Freitag, 27. Dezember 2024

InterviewPower to Gas funktioniert

[06.11.2018] Die Power-to-Gas-Technologie kann eine wichtige Rolle bei der Sektorkopplung spielen. Thyssengas-Chef Thomas Gößmann fordert im stadt+werk-Interview die Politik auf, die Rahmenbedingungen für einen wirtschaftlichen Betrieb zu schaffen.
Dr. Thomas Gößmann ist Vorsitzender der Geschäftsführung von Thyssengas.

Dr. Thomas Gößmann ist Vorsitzender der Geschäftsführung von Thyssengas.

(Bildquelle: Thyssengas)

Herr Dr. Gößmann, wenn es um die Sektorkopplung geht, stehen die Positionen Elektrifizierung oder Technologieoffenheit einander gegenüber. Auf welcher Seite Sie stehen scheint klar, oder?

Die Gaswirtschaft, also auch Thyssengas, nimmt aktiv an der Energiewende teil. Derzeit wird vor allem eins deutlich: Die vollständige Elektrifizierung der Sektoren ist aus ökonomischen, technischen und genehmigungsrechtlichen Gründen ins Stocken geraten. Ich persönlich sehe hier auch keine mittelfristige Fortschrittsperspektive. Die Gaswirtschaft macht mit der Power-to-Gas-Technologie ein Angebot. Wir stellen jetzt Lösungen für die aktuellen und künftigen Probleme der Sektorkopplung bereit. Deshalb stellt sich mir diese Grundsatzfrage nicht. Ich halte es für richtig, abzuwägen, welche Technologie uns bei welchem Problem wirklich weiterbringt. Wenn das die Definition von Technologieoffenheit ist, dann bekenne ich mich gern dazu.

Aufgabe 1
Wiederhole aus dem Interview wörtlich die Stelle zwischen "InterviewPower to Gas" und "Betrieb zu schaffen.", beide eingeschlossen.
Aufgabe 2
Fasse den Absatz im Interview, der mit „Die Gaswirtschaft, also auch Thyssengas“ beginnt, als kurze Stichpunktliste zusammen.
Die Zeilen haben mit dem Interview nichts zu tun.

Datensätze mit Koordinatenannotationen
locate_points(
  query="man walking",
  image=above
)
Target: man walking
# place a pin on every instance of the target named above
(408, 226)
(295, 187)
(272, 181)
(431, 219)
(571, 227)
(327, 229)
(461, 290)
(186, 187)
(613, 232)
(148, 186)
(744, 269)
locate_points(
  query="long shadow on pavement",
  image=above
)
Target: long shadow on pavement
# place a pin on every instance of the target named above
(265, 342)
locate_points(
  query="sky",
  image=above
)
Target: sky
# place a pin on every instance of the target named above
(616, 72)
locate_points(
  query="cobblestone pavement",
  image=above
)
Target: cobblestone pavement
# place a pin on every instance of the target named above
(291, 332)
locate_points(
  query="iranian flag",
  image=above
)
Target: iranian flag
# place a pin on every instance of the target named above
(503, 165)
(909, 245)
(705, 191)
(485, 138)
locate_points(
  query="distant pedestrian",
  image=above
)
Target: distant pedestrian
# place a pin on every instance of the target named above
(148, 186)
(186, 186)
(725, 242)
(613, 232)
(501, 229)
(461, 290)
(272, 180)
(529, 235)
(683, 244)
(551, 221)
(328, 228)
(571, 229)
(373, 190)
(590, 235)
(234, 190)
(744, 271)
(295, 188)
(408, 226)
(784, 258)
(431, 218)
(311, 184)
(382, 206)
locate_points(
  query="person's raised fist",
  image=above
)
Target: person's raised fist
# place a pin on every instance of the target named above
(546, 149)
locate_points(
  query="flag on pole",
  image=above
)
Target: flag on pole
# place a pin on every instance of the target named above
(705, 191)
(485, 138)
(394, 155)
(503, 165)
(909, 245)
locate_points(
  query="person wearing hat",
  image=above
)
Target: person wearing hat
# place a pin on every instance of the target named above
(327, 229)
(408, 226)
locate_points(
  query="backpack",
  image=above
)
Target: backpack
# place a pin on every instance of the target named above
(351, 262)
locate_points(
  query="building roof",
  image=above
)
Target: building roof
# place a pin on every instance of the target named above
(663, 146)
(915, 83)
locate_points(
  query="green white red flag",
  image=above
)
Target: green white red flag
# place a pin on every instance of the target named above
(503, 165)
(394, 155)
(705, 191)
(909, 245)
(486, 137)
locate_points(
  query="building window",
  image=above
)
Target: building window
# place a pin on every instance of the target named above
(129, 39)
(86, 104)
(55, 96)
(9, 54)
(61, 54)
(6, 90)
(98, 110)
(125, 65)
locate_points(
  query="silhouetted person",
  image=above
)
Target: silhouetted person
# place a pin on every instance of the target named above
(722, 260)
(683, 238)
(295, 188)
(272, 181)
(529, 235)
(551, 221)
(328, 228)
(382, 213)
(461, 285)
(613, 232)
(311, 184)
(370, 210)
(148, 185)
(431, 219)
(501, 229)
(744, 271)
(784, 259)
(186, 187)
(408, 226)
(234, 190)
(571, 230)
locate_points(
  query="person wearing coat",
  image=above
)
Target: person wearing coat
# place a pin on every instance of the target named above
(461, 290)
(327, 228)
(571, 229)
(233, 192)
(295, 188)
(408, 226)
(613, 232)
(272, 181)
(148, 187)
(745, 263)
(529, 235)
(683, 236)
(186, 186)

...

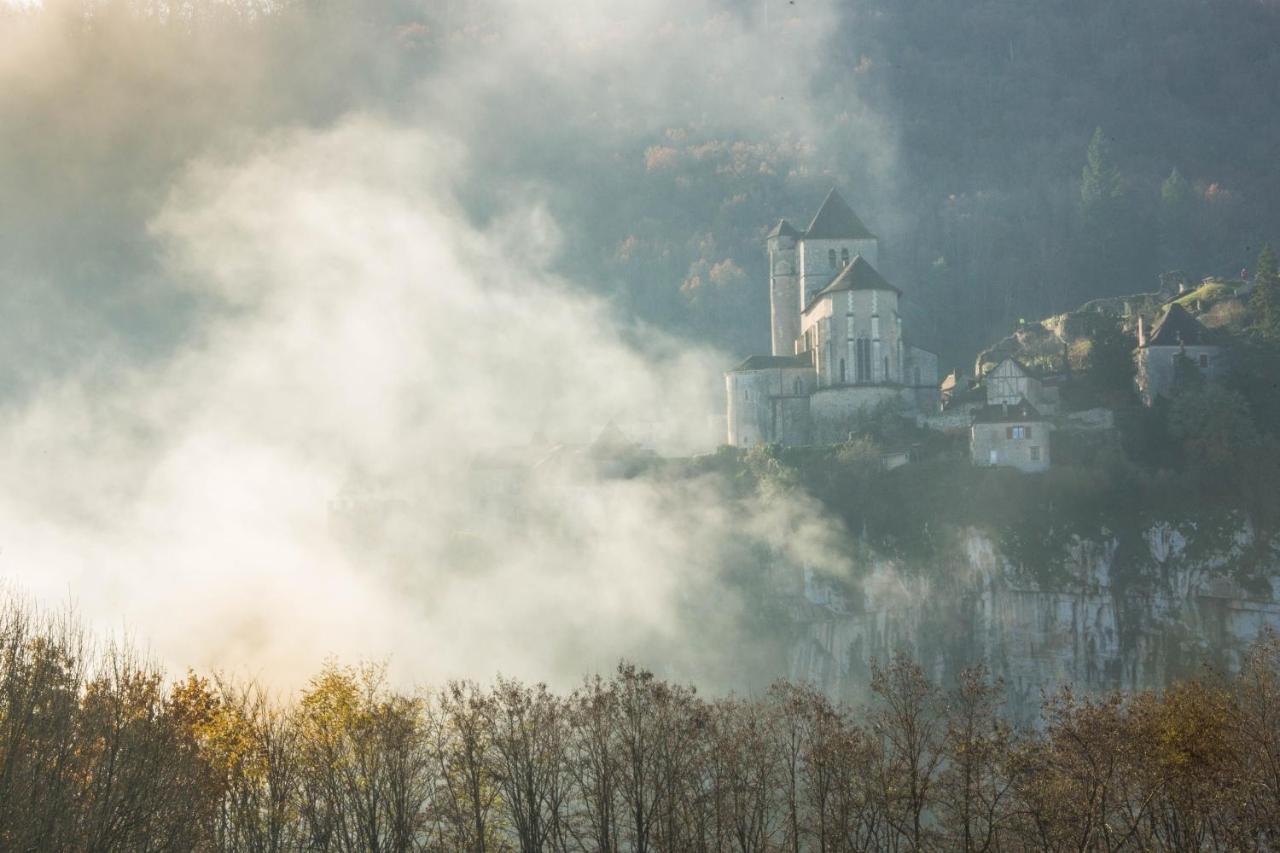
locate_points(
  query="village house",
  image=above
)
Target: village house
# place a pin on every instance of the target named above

Lösung 1
InterviewPower to Gas funktioniert

[06.11.2018] Die Power-to-Gas-Technologie kann eine wichtige Rolle bei der Sektorkopplung spielen. Thyssengas-Chef Thomas Gößmann fordert im stadt+werk-Interview die Politik auf, die Rahmenbedingungen für einen wirtschaftlichen Betrieb zu schaffen.

Lösung 2
- Die Gaswirtschaft und Thyssengas beteiligen sich aktiv an der Energiewende.
- Die komplette Elektrifizierung der Sektoren stockt aus wirtschaftlichen, technischen und genehmigungsrechtlichen Gründen.
- Gößmann sieht dabei auch mittelfristig keinen Fortschritt.
- Mit Power to Gas bietet die Gaswirtschaft Lösungen für heutige und künftige Probleme der Sektorkopplung.
- Deshalb stellt sich für ihn die Grundsatzfrage nicht.
- Er will je nach Problem abwägen, welche Technologie wirklich weiterhilft.
- In diesem Sinn bekennt er sich gern zur Technologieoffenheit.